-- start of RECORDS SHOWN --
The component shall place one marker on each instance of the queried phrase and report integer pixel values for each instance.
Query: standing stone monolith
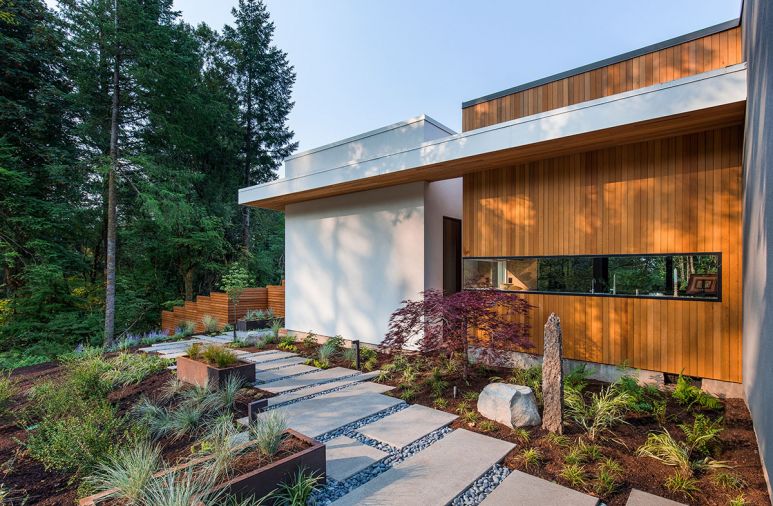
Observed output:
(553, 377)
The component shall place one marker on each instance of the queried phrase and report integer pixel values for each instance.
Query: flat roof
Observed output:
(696, 102)
(721, 27)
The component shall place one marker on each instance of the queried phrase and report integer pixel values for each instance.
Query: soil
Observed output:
(738, 443)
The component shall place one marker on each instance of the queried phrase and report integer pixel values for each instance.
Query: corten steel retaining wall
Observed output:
(216, 304)
(757, 22)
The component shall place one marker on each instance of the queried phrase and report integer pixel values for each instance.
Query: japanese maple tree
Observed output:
(439, 322)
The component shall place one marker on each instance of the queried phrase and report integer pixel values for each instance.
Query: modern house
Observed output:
(629, 196)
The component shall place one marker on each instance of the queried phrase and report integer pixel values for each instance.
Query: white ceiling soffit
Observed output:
(701, 91)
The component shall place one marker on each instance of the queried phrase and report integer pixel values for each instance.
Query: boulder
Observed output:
(511, 405)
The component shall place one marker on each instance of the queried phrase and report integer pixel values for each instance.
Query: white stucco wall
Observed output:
(350, 260)
(442, 198)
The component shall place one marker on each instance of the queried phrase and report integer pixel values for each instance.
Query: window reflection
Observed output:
(687, 275)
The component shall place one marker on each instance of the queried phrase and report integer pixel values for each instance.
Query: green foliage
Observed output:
(297, 491)
(129, 470)
(728, 481)
(689, 395)
(268, 432)
(211, 324)
(219, 356)
(703, 435)
(75, 443)
(575, 475)
(604, 410)
(531, 458)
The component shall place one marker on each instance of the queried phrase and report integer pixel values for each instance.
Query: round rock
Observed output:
(511, 405)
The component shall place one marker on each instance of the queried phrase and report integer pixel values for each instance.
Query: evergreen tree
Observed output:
(264, 80)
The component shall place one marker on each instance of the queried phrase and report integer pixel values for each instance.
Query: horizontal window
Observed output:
(675, 276)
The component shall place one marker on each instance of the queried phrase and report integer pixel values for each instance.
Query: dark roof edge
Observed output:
(711, 30)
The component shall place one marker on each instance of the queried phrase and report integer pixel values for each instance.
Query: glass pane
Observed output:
(683, 276)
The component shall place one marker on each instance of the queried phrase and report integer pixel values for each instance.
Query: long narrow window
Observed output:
(690, 275)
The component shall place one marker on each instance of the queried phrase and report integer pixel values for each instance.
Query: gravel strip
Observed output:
(482, 487)
(336, 489)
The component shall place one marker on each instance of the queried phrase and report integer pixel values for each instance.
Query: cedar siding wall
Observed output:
(673, 195)
(701, 55)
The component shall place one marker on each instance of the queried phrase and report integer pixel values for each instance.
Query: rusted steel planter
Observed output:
(256, 483)
(201, 374)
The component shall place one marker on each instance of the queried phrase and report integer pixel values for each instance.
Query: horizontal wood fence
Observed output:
(216, 304)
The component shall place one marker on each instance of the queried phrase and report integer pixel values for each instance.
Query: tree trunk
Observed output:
(247, 163)
(111, 202)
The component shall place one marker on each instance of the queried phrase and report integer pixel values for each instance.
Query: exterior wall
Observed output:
(689, 58)
(673, 195)
(443, 198)
(350, 260)
(758, 226)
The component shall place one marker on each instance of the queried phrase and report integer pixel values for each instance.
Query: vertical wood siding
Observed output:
(701, 55)
(674, 195)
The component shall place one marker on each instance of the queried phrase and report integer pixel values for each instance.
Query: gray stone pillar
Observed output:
(553, 377)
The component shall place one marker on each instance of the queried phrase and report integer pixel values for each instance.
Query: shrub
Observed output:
(75, 443)
(728, 481)
(441, 323)
(642, 398)
(219, 356)
(682, 484)
(211, 324)
(605, 410)
(688, 395)
(129, 471)
(574, 474)
(531, 458)
(268, 432)
(703, 435)
(297, 491)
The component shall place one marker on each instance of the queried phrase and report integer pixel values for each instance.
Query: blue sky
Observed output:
(362, 64)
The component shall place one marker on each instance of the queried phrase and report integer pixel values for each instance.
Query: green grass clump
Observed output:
(269, 432)
(604, 410)
(219, 356)
(575, 475)
(680, 483)
(531, 458)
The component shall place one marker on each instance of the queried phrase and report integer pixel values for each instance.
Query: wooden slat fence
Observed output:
(216, 304)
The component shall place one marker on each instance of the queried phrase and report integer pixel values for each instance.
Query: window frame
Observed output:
(718, 297)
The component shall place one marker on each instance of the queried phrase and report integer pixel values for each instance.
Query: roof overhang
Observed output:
(685, 105)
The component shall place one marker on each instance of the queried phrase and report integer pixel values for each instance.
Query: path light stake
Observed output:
(553, 377)
(357, 352)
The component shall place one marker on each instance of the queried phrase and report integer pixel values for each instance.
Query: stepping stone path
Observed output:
(380, 451)
(408, 425)
(435, 475)
(521, 489)
(347, 456)
(639, 498)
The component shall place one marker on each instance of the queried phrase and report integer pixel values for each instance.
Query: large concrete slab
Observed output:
(521, 489)
(277, 374)
(406, 426)
(314, 417)
(639, 498)
(276, 364)
(322, 376)
(357, 384)
(433, 476)
(346, 456)
(260, 357)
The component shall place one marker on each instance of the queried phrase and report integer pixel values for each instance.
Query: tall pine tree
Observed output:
(264, 80)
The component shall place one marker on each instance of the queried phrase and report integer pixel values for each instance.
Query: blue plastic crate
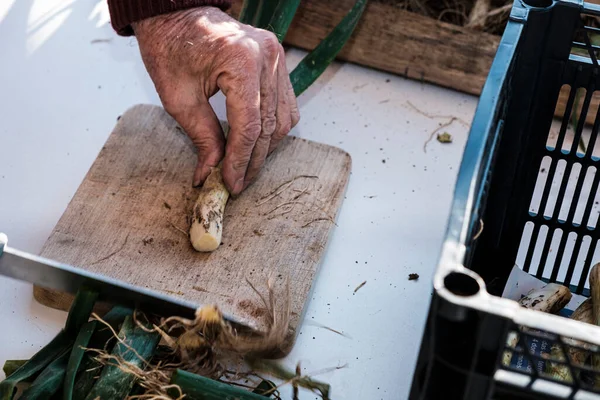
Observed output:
(528, 180)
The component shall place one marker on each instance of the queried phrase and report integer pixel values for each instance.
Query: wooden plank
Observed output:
(125, 220)
(401, 42)
(407, 44)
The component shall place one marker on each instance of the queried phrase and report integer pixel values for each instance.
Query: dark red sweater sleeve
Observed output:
(125, 12)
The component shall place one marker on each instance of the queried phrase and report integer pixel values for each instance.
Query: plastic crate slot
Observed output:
(569, 189)
(461, 284)
(539, 185)
(567, 115)
(581, 249)
(524, 245)
(534, 254)
(549, 256)
(556, 176)
(584, 192)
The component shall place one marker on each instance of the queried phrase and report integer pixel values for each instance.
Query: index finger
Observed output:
(243, 115)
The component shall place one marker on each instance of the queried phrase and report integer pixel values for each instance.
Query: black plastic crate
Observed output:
(527, 180)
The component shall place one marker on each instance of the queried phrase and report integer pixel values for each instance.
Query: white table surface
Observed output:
(61, 91)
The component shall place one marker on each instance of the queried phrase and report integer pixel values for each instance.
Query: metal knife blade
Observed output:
(50, 274)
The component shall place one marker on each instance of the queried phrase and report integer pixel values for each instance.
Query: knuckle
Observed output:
(249, 135)
(270, 43)
(284, 129)
(295, 118)
(268, 125)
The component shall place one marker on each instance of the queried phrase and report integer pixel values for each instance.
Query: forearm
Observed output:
(125, 12)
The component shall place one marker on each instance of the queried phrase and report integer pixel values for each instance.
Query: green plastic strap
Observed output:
(196, 387)
(61, 343)
(317, 61)
(248, 13)
(81, 309)
(49, 381)
(10, 366)
(114, 383)
(76, 356)
(282, 18)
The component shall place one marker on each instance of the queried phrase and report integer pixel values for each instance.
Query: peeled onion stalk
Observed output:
(207, 223)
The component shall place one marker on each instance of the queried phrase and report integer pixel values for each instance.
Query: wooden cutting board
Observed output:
(129, 220)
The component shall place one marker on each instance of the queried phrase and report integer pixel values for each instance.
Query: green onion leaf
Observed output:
(282, 18)
(61, 343)
(76, 356)
(196, 387)
(265, 388)
(91, 369)
(114, 383)
(10, 366)
(49, 381)
(315, 63)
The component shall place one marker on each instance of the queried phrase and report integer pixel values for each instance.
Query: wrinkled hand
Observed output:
(191, 55)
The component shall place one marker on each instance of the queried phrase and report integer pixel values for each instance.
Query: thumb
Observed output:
(204, 129)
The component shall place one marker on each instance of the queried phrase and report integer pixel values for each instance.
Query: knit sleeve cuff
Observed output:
(125, 12)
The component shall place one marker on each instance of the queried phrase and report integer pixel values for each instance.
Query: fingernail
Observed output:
(238, 186)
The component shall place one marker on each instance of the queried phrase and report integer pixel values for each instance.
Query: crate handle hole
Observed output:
(538, 3)
(461, 284)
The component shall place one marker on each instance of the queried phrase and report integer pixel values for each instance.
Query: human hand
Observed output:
(191, 55)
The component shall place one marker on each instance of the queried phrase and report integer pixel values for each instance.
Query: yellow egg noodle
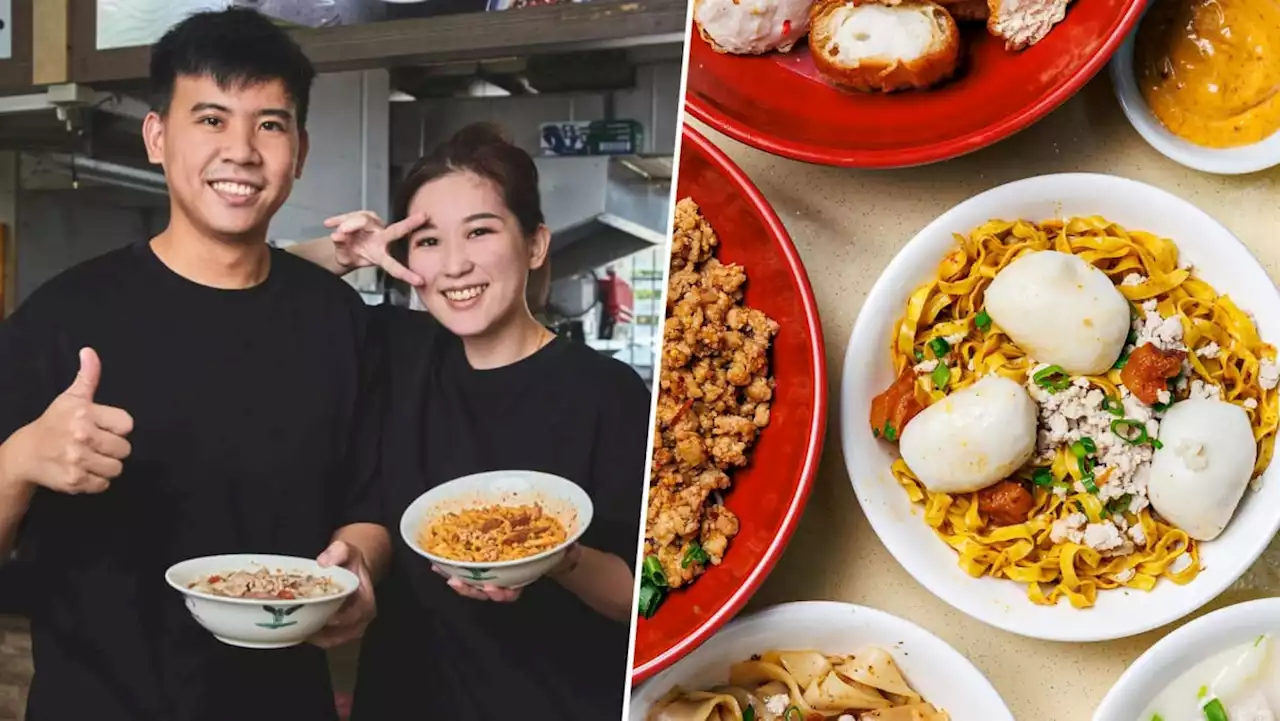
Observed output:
(950, 305)
(800, 685)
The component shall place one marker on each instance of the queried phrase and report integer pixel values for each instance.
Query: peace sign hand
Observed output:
(360, 240)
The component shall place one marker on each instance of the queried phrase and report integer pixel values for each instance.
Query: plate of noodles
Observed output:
(740, 410)
(813, 661)
(1060, 407)
(497, 528)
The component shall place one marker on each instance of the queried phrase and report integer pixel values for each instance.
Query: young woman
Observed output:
(478, 384)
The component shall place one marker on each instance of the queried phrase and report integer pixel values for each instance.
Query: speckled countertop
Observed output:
(848, 224)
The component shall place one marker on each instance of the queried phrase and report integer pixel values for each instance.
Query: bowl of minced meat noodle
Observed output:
(261, 601)
(493, 533)
(502, 529)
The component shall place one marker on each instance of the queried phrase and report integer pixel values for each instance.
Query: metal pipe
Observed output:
(110, 172)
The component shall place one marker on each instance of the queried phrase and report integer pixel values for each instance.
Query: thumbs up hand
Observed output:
(77, 446)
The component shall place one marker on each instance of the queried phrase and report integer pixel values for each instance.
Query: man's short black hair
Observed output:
(236, 46)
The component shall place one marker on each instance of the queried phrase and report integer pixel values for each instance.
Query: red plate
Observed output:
(778, 104)
(769, 494)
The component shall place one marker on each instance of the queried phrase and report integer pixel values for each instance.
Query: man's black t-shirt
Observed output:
(247, 406)
(565, 410)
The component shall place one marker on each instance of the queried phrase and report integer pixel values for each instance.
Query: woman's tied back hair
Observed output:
(481, 149)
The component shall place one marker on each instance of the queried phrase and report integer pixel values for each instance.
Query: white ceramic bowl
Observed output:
(1225, 162)
(1219, 258)
(1178, 652)
(932, 667)
(560, 497)
(252, 623)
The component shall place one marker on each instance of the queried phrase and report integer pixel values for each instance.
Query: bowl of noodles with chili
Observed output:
(503, 529)
(1060, 407)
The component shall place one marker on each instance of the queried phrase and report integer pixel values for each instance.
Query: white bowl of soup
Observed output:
(1075, 542)
(1226, 661)
(819, 660)
(503, 529)
(1206, 100)
(261, 601)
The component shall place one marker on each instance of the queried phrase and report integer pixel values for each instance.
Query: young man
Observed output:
(199, 393)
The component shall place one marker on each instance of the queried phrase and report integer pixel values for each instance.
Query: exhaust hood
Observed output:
(600, 209)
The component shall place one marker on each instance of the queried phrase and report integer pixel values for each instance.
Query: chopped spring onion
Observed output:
(1086, 464)
(652, 571)
(1133, 432)
(653, 584)
(1089, 484)
(1052, 378)
(1079, 450)
(982, 320)
(1118, 505)
(1112, 406)
(941, 377)
(694, 555)
(1043, 478)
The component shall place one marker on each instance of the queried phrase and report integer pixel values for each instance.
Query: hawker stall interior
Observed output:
(592, 95)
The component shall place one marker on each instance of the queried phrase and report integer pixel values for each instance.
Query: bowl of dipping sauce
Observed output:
(1200, 80)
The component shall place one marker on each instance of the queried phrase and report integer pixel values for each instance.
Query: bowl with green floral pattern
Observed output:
(504, 528)
(259, 599)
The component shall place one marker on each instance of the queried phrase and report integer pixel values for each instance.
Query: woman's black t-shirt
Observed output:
(565, 410)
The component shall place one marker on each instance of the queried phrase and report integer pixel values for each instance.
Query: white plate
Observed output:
(256, 623)
(932, 667)
(1225, 162)
(1219, 258)
(1178, 652)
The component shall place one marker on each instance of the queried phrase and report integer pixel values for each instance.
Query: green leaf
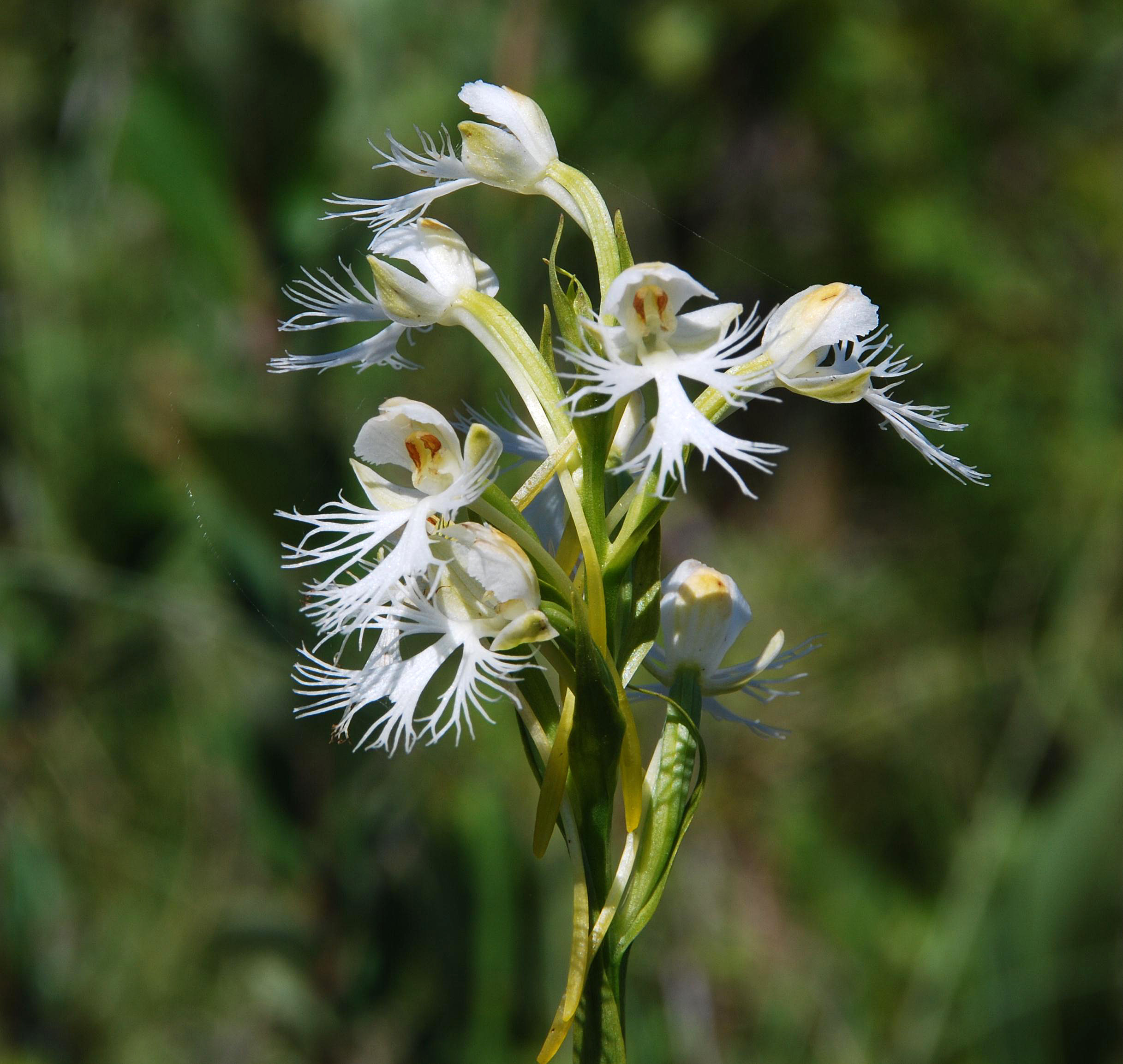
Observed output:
(554, 778)
(594, 754)
(546, 340)
(622, 246)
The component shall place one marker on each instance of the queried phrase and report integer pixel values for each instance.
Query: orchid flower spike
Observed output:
(702, 613)
(516, 152)
(824, 343)
(447, 268)
(654, 342)
(483, 602)
(415, 441)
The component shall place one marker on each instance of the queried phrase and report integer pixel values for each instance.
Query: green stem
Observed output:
(600, 227)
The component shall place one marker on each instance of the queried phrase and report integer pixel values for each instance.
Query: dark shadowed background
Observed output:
(928, 871)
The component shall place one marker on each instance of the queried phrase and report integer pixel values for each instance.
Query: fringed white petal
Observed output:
(328, 302)
(908, 419)
(381, 215)
(378, 351)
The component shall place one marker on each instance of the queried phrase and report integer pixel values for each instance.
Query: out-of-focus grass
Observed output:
(929, 870)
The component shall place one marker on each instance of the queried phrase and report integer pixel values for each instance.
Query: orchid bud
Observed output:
(446, 265)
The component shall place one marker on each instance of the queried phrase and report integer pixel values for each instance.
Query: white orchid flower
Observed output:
(824, 343)
(702, 613)
(328, 302)
(655, 343)
(481, 603)
(405, 302)
(419, 444)
(516, 153)
(447, 267)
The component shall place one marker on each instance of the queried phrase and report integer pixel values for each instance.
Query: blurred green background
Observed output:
(929, 870)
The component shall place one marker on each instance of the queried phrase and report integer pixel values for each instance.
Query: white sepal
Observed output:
(658, 344)
(418, 441)
(328, 302)
(702, 613)
(824, 343)
(475, 607)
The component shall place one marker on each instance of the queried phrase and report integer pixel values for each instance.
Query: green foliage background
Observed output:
(929, 870)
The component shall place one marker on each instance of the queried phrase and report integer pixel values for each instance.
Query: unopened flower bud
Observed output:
(517, 156)
(703, 612)
(446, 265)
(490, 582)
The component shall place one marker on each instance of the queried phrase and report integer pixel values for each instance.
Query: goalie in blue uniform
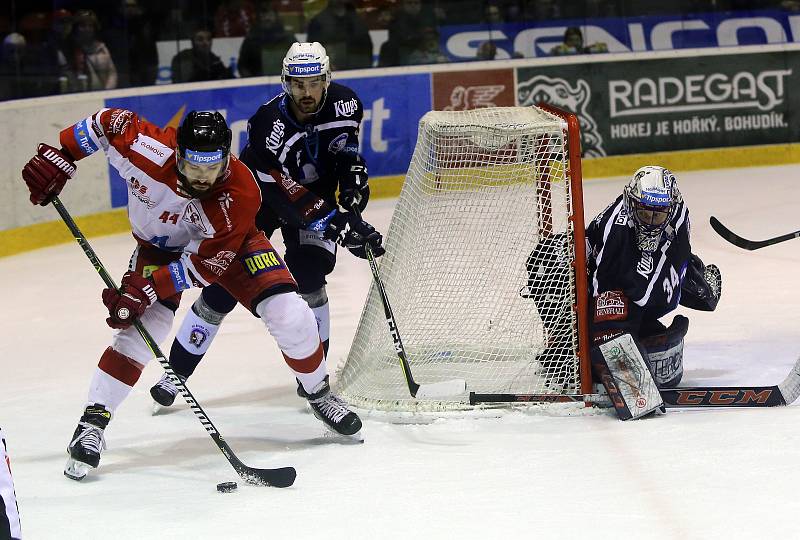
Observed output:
(640, 268)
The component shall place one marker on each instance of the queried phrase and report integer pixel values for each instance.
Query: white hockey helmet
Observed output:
(651, 198)
(306, 60)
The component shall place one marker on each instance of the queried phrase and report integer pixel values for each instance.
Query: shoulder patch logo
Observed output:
(152, 149)
(337, 143)
(275, 138)
(345, 108)
(219, 262)
(193, 216)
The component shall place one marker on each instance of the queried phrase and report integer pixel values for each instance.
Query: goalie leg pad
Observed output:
(619, 364)
(665, 353)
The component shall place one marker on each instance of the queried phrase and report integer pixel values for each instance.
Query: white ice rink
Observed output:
(688, 474)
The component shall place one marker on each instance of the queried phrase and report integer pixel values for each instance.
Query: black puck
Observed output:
(226, 487)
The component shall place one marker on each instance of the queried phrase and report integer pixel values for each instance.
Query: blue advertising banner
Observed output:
(626, 34)
(393, 106)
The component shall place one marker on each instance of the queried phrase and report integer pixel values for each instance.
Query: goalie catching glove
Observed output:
(128, 303)
(353, 233)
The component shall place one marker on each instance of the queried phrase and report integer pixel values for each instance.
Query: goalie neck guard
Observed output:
(306, 60)
(651, 198)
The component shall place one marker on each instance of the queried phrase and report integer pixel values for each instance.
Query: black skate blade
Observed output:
(76, 470)
(281, 477)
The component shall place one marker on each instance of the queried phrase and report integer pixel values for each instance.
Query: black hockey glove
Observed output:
(353, 184)
(353, 233)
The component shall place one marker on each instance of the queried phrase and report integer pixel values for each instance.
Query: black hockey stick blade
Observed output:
(744, 243)
(281, 477)
(784, 393)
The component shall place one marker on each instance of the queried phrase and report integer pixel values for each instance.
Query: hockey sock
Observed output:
(291, 322)
(113, 379)
(194, 337)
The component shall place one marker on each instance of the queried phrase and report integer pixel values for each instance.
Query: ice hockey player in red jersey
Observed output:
(303, 148)
(192, 209)
(9, 513)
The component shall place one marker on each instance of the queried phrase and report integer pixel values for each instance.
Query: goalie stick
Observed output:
(744, 243)
(777, 395)
(280, 477)
(430, 390)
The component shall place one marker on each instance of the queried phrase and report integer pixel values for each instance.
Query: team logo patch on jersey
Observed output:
(260, 262)
(120, 120)
(338, 143)
(193, 216)
(275, 138)
(82, 137)
(610, 306)
(151, 149)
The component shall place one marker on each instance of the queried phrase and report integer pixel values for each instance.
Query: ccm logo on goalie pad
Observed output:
(610, 306)
(721, 397)
(262, 261)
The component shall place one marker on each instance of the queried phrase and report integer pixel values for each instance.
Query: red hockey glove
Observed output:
(46, 173)
(129, 302)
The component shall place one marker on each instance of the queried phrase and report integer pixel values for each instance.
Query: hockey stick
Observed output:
(429, 390)
(778, 395)
(281, 477)
(784, 393)
(744, 243)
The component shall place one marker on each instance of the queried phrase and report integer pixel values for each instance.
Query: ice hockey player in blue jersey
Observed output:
(302, 147)
(641, 267)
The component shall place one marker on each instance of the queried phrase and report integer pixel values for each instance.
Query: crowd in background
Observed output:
(61, 46)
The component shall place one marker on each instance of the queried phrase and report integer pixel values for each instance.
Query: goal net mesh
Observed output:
(477, 266)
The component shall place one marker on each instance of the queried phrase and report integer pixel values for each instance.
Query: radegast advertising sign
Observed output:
(629, 34)
(393, 106)
(663, 104)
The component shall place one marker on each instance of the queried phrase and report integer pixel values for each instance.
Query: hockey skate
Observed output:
(332, 410)
(164, 392)
(87, 442)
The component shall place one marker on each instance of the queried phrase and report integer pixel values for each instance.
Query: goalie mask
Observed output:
(306, 75)
(651, 199)
(204, 145)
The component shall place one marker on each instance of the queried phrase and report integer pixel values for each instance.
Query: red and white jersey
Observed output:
(209, 231)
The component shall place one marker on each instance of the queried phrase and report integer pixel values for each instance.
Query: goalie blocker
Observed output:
(620, 366)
-- end of RECORDS SHOWN --
TASK DETAILS → Which lines in the items above contain the word "sign"? Pull out each of those lines and copy it in full.

PROBLEM SOLUTION →
Query: peace sign hand
Query: radegast advertising sign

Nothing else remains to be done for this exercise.